> **DOCUMENT**:
•••••

Exponential inequalities are inequalities in which one or both sides contain a variable exponent. While solving exponential inequalities, we must keep in mind these facts:
1) If $a>1$ and $x<y$, then $a^x<a^y$.
If $a>1$ and $a^x<a^y$, then $x<y$.
Precisely, the exponential function $f(x)=a^x$ is monotonically increasing for $a>1$.
2) If $0<a<1$ and $x<y$, then $a^x>a^y$.
If $0<a<1$ and $a^x>a^y$, then $x<y$.
Precisely, the exponential function $f(x)=a^x$ is monotonically decreasing for $0<a<1$.
Exponential inequalities – same bases
Example 1:
$$2^{3x+4}>2^{2x}$$
Solution:
The base is $a=2$, which is greater than $1$. This implies $3x+4>2x$.

•••••

> **RECORD EXTRACTS**:
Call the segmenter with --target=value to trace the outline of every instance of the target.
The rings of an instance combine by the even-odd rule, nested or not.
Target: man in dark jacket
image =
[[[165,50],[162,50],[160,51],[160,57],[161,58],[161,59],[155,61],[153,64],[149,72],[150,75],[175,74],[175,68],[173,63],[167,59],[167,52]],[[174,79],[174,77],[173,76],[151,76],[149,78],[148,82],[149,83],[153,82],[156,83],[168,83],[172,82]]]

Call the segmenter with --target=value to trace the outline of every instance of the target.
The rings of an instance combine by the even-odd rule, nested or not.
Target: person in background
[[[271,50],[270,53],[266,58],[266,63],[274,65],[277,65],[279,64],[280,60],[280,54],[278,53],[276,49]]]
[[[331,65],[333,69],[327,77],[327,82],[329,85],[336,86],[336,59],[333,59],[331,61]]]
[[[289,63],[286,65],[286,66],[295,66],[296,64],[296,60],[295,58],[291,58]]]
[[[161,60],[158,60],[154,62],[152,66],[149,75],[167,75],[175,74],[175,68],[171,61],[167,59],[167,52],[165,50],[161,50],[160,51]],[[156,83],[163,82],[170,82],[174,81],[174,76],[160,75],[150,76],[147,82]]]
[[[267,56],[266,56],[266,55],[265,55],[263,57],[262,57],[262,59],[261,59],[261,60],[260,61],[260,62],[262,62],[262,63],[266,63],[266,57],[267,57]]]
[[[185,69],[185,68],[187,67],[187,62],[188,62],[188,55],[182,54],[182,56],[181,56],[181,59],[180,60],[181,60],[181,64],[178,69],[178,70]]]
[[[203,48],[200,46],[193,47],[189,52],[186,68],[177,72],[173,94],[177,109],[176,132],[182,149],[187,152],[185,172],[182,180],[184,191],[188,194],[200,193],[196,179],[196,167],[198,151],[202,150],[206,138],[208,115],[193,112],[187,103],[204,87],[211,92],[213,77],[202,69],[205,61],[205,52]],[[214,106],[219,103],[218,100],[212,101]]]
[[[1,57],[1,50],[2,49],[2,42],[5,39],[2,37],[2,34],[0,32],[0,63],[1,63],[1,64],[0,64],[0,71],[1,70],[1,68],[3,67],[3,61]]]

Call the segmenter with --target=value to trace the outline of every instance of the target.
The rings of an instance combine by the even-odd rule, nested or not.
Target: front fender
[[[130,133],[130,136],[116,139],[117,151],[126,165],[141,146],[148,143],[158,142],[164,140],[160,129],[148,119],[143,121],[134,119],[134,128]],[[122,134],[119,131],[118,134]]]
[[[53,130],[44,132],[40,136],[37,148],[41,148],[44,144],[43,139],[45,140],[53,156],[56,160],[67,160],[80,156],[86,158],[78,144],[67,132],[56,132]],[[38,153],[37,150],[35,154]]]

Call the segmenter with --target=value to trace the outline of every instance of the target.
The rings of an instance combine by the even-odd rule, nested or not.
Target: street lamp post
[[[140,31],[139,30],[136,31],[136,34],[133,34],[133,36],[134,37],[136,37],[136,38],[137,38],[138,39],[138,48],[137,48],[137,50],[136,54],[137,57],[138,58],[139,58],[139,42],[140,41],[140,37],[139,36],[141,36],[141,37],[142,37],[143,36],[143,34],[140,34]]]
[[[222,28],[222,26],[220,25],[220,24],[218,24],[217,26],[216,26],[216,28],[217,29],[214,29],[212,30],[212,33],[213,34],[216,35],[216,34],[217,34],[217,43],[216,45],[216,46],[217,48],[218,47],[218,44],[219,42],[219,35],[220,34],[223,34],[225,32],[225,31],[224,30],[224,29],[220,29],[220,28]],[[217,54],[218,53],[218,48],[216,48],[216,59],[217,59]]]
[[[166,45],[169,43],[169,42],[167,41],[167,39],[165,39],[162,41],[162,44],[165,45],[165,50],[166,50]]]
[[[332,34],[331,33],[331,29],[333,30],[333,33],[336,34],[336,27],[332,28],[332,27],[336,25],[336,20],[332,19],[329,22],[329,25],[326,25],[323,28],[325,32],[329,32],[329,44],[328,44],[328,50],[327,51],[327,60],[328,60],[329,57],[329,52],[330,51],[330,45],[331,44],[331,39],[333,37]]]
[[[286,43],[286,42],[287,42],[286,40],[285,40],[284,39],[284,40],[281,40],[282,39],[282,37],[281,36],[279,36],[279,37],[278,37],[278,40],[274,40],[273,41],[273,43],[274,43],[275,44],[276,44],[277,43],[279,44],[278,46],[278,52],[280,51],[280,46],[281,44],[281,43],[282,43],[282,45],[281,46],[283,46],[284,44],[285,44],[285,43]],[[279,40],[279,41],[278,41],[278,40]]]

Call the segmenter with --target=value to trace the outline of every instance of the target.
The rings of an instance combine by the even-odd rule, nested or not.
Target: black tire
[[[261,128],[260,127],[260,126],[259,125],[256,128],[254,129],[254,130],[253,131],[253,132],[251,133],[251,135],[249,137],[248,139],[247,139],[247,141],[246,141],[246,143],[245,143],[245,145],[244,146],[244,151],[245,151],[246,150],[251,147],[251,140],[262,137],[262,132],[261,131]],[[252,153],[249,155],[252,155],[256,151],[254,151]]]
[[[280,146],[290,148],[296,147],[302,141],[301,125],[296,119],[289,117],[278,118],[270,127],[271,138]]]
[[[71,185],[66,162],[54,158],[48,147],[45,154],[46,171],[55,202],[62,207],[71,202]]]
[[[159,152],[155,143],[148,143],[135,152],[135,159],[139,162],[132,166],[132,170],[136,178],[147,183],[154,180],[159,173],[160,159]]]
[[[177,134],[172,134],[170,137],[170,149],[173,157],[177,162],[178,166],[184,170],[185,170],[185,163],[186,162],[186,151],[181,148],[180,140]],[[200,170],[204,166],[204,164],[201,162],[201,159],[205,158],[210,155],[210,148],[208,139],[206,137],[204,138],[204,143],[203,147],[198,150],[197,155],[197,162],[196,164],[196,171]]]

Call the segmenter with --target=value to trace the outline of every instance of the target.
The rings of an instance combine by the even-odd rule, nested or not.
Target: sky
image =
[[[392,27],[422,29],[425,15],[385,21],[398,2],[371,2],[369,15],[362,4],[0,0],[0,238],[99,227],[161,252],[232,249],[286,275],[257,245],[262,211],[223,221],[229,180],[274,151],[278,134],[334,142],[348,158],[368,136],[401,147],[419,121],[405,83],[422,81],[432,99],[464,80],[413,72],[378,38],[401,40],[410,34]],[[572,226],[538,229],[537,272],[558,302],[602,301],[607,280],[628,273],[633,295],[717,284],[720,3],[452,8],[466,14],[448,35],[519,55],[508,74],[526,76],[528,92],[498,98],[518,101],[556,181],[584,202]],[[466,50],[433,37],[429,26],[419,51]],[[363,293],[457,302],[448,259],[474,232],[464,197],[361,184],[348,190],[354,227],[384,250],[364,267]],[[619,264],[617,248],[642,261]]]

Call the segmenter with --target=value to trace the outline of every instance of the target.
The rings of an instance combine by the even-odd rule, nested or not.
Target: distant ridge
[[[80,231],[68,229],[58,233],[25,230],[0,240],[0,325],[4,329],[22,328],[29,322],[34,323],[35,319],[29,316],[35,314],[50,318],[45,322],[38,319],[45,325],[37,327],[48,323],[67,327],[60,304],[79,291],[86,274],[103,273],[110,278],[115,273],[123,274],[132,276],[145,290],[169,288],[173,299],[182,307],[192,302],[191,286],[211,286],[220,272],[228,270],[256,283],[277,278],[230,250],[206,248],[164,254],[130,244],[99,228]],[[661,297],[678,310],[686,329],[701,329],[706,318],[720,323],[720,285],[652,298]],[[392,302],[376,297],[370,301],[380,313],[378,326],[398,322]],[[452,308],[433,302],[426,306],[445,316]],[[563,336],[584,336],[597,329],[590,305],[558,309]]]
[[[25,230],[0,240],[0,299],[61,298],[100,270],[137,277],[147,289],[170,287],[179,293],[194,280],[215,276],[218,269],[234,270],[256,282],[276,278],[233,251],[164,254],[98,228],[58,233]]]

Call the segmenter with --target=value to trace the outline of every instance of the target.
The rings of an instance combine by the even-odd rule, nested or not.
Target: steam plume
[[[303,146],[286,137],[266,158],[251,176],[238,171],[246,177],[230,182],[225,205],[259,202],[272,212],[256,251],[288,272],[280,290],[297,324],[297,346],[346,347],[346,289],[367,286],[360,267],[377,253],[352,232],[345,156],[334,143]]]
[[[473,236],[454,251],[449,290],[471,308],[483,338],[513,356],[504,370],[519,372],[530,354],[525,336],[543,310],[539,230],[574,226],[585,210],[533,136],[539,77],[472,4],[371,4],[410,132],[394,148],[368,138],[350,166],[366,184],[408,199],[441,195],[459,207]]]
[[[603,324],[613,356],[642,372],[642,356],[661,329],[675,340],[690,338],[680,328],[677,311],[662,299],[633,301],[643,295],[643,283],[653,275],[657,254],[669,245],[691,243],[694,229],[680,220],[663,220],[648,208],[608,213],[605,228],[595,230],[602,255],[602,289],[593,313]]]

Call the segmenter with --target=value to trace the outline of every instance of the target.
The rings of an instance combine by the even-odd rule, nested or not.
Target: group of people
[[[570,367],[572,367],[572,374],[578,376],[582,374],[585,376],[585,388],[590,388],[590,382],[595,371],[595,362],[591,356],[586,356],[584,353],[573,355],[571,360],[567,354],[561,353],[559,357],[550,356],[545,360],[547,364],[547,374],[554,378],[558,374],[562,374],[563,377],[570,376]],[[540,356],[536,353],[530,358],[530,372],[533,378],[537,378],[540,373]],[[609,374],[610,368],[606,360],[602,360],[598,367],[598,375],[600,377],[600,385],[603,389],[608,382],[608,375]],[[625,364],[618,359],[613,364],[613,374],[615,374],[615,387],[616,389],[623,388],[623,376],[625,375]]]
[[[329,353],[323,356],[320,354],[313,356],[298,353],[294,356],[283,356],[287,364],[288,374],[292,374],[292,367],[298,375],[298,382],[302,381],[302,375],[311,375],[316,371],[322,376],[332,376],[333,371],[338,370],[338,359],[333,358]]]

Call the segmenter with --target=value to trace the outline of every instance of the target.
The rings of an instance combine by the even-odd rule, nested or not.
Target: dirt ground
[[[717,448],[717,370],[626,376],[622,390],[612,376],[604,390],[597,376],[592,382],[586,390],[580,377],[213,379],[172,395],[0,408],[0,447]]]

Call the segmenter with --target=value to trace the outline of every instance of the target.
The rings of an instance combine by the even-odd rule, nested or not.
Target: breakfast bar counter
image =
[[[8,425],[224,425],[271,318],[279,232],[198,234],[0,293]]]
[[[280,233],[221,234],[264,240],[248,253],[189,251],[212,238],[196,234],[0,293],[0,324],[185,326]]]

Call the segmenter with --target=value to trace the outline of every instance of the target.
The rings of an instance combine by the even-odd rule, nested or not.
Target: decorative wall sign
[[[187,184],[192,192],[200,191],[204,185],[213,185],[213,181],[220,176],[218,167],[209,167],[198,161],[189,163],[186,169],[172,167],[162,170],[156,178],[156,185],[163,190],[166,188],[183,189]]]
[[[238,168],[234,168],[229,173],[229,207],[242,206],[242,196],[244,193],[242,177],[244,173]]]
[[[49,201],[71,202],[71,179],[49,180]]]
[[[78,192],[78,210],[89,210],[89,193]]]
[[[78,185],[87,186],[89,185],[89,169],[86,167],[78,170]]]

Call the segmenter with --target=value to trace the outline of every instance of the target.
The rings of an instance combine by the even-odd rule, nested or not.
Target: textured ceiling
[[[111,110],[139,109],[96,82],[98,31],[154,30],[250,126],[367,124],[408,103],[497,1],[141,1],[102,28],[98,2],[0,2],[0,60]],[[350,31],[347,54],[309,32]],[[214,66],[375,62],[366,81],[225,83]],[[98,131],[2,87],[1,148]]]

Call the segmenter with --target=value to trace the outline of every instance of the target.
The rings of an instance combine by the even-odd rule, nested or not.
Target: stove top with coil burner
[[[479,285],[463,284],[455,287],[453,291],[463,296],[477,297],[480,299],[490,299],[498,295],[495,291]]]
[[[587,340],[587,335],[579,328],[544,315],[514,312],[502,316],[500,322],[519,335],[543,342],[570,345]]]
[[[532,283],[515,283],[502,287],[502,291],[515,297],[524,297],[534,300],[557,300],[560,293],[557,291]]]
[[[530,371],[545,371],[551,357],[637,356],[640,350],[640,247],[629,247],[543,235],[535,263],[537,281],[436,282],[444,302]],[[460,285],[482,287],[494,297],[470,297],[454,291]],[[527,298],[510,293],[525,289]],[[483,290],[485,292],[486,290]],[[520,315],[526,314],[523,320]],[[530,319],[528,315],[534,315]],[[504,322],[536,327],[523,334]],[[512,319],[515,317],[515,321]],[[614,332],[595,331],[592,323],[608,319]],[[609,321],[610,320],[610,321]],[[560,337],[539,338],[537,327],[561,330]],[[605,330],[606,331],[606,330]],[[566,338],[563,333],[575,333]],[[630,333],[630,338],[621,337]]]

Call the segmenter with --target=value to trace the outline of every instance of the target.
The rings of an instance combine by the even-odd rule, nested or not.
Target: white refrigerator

•••••

Using the exponential inequalities text, explain why the solution to Example 1 concludes "This implies $3x+4>2x$." Limit the explanation to one to three sentences. The rows were drawn from a separate source.

> **TASK SOLUTION**: The base is $a=2$, which is greater than $1$, and for $a>1$ the exponential function $f(x)=a^x$ is monotonically increasing. By the stated fact that $a>1$ and $a^x<a^y$ give $x<y$, the inequality $2^{3x+4}>2^{2x}$ carries over to the exponents as $3x+4>2x$.